■ **Work required**: All of the data below must be reproduced word for word, but without its images.

== Listed entries

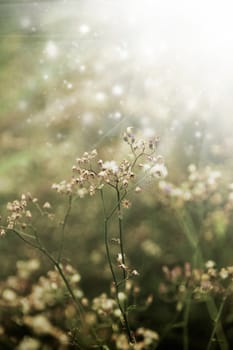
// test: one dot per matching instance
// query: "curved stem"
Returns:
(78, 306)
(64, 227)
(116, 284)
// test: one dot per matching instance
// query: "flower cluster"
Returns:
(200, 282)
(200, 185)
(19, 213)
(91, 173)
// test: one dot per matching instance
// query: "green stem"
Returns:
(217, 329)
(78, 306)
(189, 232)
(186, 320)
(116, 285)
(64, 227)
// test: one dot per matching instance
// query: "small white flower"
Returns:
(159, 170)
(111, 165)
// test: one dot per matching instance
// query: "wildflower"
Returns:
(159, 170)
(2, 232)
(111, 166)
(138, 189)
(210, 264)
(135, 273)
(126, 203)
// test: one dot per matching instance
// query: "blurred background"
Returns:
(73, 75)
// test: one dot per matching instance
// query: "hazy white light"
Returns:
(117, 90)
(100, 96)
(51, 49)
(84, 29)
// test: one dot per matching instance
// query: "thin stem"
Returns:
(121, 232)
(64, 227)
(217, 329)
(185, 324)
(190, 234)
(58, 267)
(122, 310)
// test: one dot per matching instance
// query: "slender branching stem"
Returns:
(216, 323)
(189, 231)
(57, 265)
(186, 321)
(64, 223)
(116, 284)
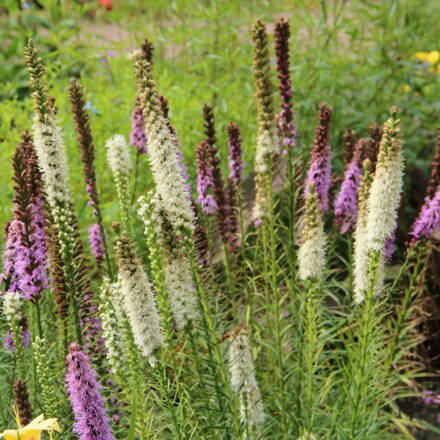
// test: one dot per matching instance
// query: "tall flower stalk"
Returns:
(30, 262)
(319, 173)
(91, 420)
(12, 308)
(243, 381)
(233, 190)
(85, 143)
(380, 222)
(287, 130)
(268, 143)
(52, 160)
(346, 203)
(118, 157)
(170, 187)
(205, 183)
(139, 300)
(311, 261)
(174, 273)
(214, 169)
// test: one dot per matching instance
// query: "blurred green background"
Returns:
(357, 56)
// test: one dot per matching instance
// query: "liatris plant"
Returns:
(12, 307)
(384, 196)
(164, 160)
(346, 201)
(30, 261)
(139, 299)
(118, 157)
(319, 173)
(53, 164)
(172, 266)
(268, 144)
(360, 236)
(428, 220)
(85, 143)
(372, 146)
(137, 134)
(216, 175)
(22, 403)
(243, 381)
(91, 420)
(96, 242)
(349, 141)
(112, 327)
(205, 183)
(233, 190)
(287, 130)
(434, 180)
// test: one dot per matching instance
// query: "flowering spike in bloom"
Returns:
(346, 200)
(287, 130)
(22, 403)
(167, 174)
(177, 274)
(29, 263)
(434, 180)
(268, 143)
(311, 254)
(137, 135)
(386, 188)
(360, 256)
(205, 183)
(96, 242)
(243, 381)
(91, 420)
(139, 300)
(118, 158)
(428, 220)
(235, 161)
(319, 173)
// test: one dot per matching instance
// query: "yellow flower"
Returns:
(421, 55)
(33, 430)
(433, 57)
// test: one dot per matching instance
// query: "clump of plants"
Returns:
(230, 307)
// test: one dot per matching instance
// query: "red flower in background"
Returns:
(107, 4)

====

■ **Exercise result**:
// test: one dot per matching instance
// query: "curved stem"
Returns:
(78, 306)
(64, 227)
(116, 284)
// test: one dot per matching instance
// query: "flower cluster"
Returns:
(200, 282)
(200, 185)
(19, 213)
(91, 173)
// test: one dot per matching instance
// query: "green stem"
Returns:
(217, 329)
(78, 306)
(189, 232)
(186, 320)
(116, 285)
(64, 227)
// test: one dot per matching instance
// query: "small white flower"
Returns:
(159, 170)
(111, 165)
// test: one dot per matching instance
// query: "wildflower"
Returns:
(159, 170)
(2, 232)
(111, 166)
(138, 189)
(210, 264)
(135, 273)
(126, 203)
// test: one dot per matching instance
// query: "blurred background"
Returns:
(73, 75)
// test: one dot per matching instance
// query: "hazy white light"
Returns:
(117, 90)
(100, 96)
(51, 49)
(84, 29)
// test: one dot per matching instance
// query: "thin stem"
Returns:
(121, 232)
(64, 227)
(217, 329)
(185, 324)
(190, 234)
(58, 267)
(122, 310)
// test: one dot per matching instance
// query: "slender branching stem"
Returns:
(216, 323)
(189, 231)
(57, 265)
(186, 321)
(64, 223)
(116, 284)
// test: one dot per matching instance
// query: "tall flower stalk"
Returns:
(30, 262)
(319, 173)
(91, 420)
(12, 308)
(243, 381)
(233, 190)
(85, 143)
(380, 222)
(287, 130)
(268, 143)
(52, 160)
(346, 203)
(118, 157)
(170, 187)
(205, 183)
(139, 300)
(311, 261)
(174, 273)
(214, 169)
// test: one dot per matching instance
// query: "blurred green background"
Returns:
(357, 56)
// test: one dot per matching instance
// query: "liatris plant"
Returns:
(12, 307)
(384, 196)
(164, 160)
(346, 201)
(30, 261)
(139, 299)
(118, 157)
(319, 173)
(53, 164)
(172, 266)
(268, 144)
(360, 236)
(428, 220)
(85, 143)
(372, 146)
(137, 134)
(216, 175)
(22, 403)
(243, 381)
(91, 420)
(96, 242)
(349, 141)
(112, 327)
(205, 183)
(233, 190)
(287, 130)
(434, 180)
// test: one dot per matching instance
// query: "flowering spike in bloom"
Returns:
(346, 200)
(287, 130)
(22, 403)
(167, 174)
(177, 274)
(29, 263)
(434, 180)
(268, 143)
(311, 254)
(137, 135)
(386, 188)
(360, 256)
(205, 183)
(96, 242)
(243, 381)
(91, 420)
(139, 300)
(118, 158)
(428, 220)
(235, 161)
(319, 173)
// test: one dot per matching instance
// query: "yellow flower"
Returns:
(421, 55)
(33, 430)
(433, 57)
// test: one dot per matching instance
// query: "clump of plants"
Returns:
(230, 307)
// test: one dot per matching instance
// query: "red flower in background"
Returns:
(107, 4)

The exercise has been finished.